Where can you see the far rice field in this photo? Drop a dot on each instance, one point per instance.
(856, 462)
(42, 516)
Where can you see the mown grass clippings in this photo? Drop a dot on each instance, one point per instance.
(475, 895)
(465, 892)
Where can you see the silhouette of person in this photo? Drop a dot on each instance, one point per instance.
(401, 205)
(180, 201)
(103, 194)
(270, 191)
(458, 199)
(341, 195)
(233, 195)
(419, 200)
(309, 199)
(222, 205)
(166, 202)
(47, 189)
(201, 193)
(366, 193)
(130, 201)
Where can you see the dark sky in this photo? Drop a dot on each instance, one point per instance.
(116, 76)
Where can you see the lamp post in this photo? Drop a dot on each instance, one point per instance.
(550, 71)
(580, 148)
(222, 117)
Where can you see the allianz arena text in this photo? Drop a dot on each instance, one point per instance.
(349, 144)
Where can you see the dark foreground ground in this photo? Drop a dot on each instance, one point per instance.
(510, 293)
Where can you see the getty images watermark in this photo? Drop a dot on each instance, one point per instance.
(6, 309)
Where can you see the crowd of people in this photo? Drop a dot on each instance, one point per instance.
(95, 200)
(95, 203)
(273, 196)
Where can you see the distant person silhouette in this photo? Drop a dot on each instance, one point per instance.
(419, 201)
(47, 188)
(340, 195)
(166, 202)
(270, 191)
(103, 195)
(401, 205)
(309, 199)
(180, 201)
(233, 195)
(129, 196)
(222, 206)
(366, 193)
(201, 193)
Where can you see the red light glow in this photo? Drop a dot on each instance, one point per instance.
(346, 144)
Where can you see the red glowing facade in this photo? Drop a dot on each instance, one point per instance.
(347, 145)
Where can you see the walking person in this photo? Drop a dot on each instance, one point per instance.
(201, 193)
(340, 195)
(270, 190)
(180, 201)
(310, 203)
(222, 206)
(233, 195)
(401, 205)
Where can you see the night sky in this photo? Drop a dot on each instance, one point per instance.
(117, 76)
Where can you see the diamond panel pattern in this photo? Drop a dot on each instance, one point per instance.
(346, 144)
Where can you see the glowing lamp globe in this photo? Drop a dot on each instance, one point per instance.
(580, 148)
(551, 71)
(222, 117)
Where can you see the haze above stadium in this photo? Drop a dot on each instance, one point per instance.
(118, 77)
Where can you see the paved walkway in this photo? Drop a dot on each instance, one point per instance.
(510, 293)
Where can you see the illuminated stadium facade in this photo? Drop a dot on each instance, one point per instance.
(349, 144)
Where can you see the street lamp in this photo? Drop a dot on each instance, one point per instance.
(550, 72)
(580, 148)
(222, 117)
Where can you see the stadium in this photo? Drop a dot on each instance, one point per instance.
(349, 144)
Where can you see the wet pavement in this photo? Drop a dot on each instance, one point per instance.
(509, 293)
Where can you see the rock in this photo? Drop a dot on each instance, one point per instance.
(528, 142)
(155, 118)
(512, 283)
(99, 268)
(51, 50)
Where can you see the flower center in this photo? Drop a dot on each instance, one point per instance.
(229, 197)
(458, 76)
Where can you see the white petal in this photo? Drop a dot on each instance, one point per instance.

* **GOAL OF THE EXERCISE**: All of the entries above need to be output again exactly.

* **RESPONSE**:
Where can you see the far rice field in this photo? Drop a dot on each instance, one point per instance.
(856, 462)
(42, 516)
Where can you see the mown grass clippings in this photo? Drop a dot on each instance, one point per instance.
(475, 895)
(465, 892)
Where can you see the silhouette of person in this photo? Drop a dot on each instance, one point per instance.
(401, 205)
(180, 201)
(103, 194)
(270, 191)
(458, 199)
(341, 195)
(233, 195)
(419, 200)
(309, 199)
(222, 205)
(166, 202)
(47, 189)
(201, 193)
(366, 193)
(130, 201)
Where can you see the dark sky in this photo? Drop a dot on each instance, one point per instance.
(116, 76)
Where can you see the lamp post in this photo? Drop a dot on each instance, one point per instance.
(550, 71)
(580, 148)
(222, 117)
Where can you see the allianz arena text in this photo? Drop a dot on each instance, one point per instance.
(349, 144)
Where can you see the dark foreground ground in this photo? Drop a dot on each instance, one point per instance.
(510, 293)
Where can you see the getty images watermark in this photo? Drop a dot on each instance, one point per instance.
(6, 309)
Where can you see the crowd of people in this photo? Drop a dot on each instance, one point per instance.
(95, 200)
(95, 203)
(273, 196)
Where can you see the distant person silhouette in this photo? Drop a dot on each instance, one point per instance.
(419, 201)
(47, 188)
(340, 195)
(166, 202)
(270, 191)
(103, 195)
(401, 205)
(309, 199)
(180, 201)
(233, 195)
(129, 196)
(222, 206)
(366, 193)
(201, 193)
Where can you see the red light glow in this photo? Drop a dot on each instance, one point per instance.
(346, 144)
Where can you see the red glowing facade in this photo? Drop a dot on each instance, one point per instance.
(347, 145)
Where can you see the walking person in this photo? Drop a dot on each instance, one point per instance.
(201, 193)
(340, 195)
(270, 190)
(180, 201)
(310, 203)
(222, 206)
(233, 195)
(401, 205)
Where can you see the night sky in this photo? Drop a dot on each instance, one point per instance.
(117, 76)
Where can you see the diamond panel pattern in this photo? Drop a dot on each instance, one point per instance.
(346, 144)
Where can you see the glowing lamp globe in this photo? Drop a dot on each instance, one point per instance.
(580, 148)
(551, 71)
(222, 117)
Where can you see the haze above stadium in this photo? Drop a dot on each instance, one point per instance.
(118, 77)
Where can you see the paved walkway in this photo? Drop a dot on each instance, one point per instance.
(510, 293)
Where can you see the illuminated stadium facade in this photo? Drop a dot on each instance, one point per instance.
(349, 144)
Where can you see the street lamp in this photo? Drop a dot on each instance, one point per instance.
(550, 72)
(580, 148)
(222, 117)
Where can you see the stadium in this photo? Drop a dot on each instance, one point per instance.
(349, 144)
Where can you see the wet pavement in this photo? Drop a dot on each instance, one point per instance.
(509, 293)
Where can you see the rock in this photo? Drop a dot on each instance, one point per instance.
(528, 142)
(155, 118)
(512, 283)
(99, 268)
(51, 50)
Where can you see the flower center in this photo? Drop a dot on each instance, one point per instance.
(229, 197)
(458, 76)
Where can you see the white petal in this photo? Drop a dot on each instance, one point per instance.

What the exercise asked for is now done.